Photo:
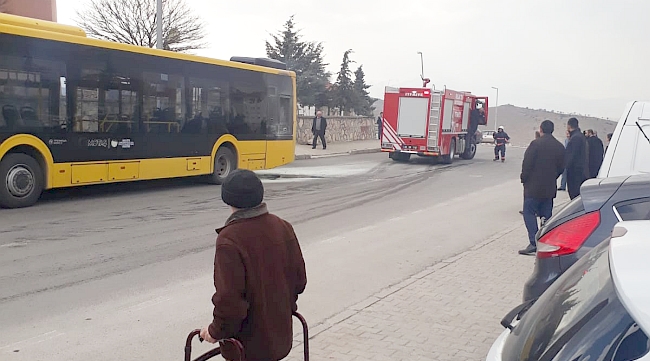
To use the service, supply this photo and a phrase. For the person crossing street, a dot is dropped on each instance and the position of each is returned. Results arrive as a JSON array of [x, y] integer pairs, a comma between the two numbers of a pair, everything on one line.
[[500, 140]]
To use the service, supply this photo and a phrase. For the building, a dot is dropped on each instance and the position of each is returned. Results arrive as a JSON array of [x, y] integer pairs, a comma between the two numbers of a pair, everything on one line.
[[38, 9]]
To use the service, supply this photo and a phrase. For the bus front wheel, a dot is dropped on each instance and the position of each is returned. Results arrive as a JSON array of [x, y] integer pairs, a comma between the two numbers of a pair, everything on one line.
[[21, 181], [224, 163]]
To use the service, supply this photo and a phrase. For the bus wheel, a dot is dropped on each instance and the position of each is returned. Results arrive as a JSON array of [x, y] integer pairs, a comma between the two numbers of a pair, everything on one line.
[[470, 152], [224, 163], [449, 158], [21, 181]]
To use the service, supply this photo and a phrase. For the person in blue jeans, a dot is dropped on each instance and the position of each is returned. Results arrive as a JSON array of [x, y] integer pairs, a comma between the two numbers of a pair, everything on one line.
[[563, 180], [543, 164]]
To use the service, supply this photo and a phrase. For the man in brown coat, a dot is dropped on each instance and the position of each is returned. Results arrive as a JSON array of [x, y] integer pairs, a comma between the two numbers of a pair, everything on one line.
[[259, 272]]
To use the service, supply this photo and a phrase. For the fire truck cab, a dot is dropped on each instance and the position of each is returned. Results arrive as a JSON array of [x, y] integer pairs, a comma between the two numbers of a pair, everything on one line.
[[431, 123]]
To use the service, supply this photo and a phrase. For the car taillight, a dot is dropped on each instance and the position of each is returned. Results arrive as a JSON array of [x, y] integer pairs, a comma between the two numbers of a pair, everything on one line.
[[568, 237]]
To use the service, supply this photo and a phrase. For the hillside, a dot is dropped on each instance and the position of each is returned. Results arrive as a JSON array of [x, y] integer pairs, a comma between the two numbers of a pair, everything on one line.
[[521, 123]]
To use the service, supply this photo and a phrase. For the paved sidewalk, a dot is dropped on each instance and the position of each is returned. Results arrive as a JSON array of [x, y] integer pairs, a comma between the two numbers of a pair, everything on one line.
[[337, 149], [450, 311]]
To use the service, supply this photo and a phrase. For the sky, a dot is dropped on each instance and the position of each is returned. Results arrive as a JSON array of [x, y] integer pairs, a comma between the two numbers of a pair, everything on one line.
[[583, 56]]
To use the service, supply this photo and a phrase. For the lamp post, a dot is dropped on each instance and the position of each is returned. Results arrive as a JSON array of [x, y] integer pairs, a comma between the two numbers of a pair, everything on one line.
[[496, 110], [159, 24]]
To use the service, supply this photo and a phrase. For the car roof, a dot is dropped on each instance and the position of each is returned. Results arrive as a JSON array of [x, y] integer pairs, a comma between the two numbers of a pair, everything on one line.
[[629, 253]]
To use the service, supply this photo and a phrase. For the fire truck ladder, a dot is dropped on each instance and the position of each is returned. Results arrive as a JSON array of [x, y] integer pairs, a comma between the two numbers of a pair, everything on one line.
[[434, 118]]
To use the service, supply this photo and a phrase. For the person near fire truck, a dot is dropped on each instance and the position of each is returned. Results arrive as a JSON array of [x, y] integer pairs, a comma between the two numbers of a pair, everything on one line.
[[318, 127], [500, 140], [477, 117]]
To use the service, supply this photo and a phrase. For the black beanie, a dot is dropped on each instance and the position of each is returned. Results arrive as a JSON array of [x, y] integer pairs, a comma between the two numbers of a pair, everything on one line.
[[242, 189]]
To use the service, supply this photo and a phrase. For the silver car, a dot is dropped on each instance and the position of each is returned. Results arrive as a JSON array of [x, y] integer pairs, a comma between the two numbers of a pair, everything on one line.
[[598, 310]]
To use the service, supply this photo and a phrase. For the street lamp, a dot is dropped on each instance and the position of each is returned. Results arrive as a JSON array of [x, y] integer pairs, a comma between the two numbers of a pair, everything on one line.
[[496, 110], [425, 81], [159, 24]]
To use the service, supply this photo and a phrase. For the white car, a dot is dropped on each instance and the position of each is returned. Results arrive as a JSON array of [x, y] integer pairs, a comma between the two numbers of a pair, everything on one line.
[[598, 310], [629, 149]]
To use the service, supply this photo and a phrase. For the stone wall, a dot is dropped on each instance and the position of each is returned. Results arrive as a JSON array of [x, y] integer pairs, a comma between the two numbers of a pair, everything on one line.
[[339, 129], [38, 9]]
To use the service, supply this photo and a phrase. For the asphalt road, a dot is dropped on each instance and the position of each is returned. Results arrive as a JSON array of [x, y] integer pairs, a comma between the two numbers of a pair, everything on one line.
[[124, 271]]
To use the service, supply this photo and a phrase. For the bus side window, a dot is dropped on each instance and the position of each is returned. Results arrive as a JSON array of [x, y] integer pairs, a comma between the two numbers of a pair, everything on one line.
[[30, 93], [164, 103], [248, 104], [208, 105]]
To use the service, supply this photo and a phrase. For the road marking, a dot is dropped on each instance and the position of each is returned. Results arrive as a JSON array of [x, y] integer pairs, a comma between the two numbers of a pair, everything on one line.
[[333, 239], [13, 244], [35, 339], [366, 228]]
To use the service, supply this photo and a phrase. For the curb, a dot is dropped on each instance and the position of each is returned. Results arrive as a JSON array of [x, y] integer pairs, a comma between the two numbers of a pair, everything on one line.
[[351, 152]]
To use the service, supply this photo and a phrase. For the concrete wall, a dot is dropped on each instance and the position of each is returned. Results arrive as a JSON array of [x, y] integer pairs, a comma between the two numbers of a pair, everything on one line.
[[339, 129], [38, 9]]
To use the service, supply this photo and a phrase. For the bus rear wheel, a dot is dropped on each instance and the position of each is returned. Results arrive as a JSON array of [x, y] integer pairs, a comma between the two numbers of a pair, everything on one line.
[[21, 181], [225, 162]]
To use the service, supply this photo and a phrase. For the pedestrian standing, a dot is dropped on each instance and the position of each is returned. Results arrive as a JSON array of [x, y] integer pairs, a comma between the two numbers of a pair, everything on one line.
[[563, 180], [543, 163], [596, 153], [537, 136], [577, 161], [259, 272], [500, 140], [609, 140], [318, 127]]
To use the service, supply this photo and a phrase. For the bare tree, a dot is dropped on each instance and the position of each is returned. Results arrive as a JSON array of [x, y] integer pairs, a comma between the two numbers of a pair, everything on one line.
[[134, 22]]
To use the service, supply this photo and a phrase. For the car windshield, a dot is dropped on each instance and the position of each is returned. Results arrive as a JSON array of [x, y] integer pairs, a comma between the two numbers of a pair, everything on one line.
[[578, 318]]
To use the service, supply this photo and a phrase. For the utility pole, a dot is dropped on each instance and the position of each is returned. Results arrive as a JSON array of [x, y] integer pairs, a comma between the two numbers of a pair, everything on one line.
[[159, 24], [496, 110]]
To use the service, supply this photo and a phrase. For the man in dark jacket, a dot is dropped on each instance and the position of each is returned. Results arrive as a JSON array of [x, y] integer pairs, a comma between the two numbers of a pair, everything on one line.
[[500, 140], [596, 153], [577, 159], [318, 126], [259, 272], [543, 164]]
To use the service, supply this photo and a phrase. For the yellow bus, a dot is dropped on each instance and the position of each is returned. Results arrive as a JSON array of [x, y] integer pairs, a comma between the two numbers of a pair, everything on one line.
[[81, 111]]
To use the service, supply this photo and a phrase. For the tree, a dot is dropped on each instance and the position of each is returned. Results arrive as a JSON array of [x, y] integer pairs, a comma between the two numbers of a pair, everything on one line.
[[344, 95], [362, 100], [305, 59], [134, 22]]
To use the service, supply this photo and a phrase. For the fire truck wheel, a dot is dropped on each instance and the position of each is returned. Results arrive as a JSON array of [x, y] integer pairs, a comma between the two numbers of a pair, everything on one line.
[[449, 158], [470, 152]]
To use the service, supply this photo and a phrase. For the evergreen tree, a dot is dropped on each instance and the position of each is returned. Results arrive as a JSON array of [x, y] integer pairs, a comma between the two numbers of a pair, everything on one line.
[[362, 100], [304, 58], [344, 95]]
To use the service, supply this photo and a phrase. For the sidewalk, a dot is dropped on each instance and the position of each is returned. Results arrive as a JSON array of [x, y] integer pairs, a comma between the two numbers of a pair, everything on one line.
[[337, 149], [450, 311]]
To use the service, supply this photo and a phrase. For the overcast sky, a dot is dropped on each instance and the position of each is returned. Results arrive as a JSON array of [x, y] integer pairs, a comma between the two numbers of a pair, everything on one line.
[[585, 56]]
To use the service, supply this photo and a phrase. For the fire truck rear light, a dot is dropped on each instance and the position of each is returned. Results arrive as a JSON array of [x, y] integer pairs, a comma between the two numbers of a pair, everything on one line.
[[568, 237]]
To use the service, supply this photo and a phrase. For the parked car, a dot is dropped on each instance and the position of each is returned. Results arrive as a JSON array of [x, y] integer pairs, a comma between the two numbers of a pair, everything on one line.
[[584, 223], [597, 311], [488, 136], [629, 148]]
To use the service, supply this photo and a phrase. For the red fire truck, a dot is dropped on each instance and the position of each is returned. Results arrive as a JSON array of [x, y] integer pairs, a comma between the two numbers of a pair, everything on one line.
[[431, 123]]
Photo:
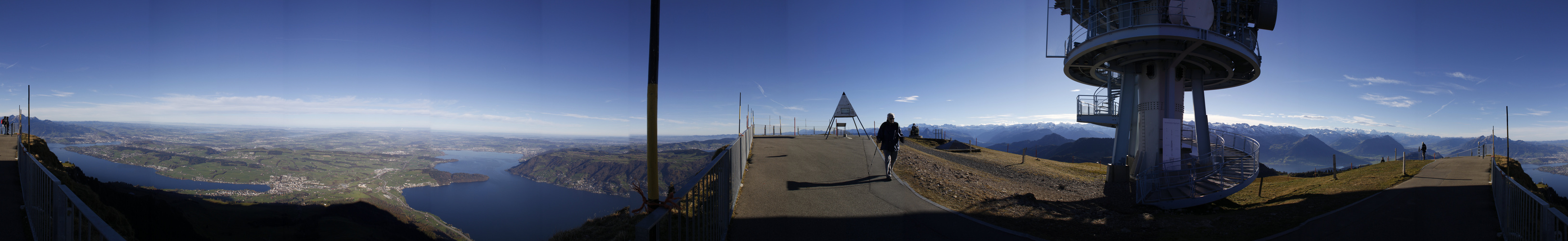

::::::

■ **EXERCISE GOAL**
Copy the items word for word, starting at the line that contains "For the silver" and ending at the line that contains "[[496, 110], [425, 81], [159, 24]]", with both of those lines included.

■ **THE RESPONSE**
To use the service, supply this photo and a phrase. For the silver car, a dot is dropped on each instance and the position of each is returned. Results arrive as a JSON array of [x, y] integer pairs, a comma between the two numbers of a pair, everything on one line.
[[598, 310]]
To use the service, supply this photo and a phrase. For the street lamp, a dot is dropped on each instance and the position of each is returned. Results arrive as a JSON array of [x, y] integer pairs, a comma between the two numbers of a pair, everything on one line.
[[496, 110], [425, 81], [159, 24]]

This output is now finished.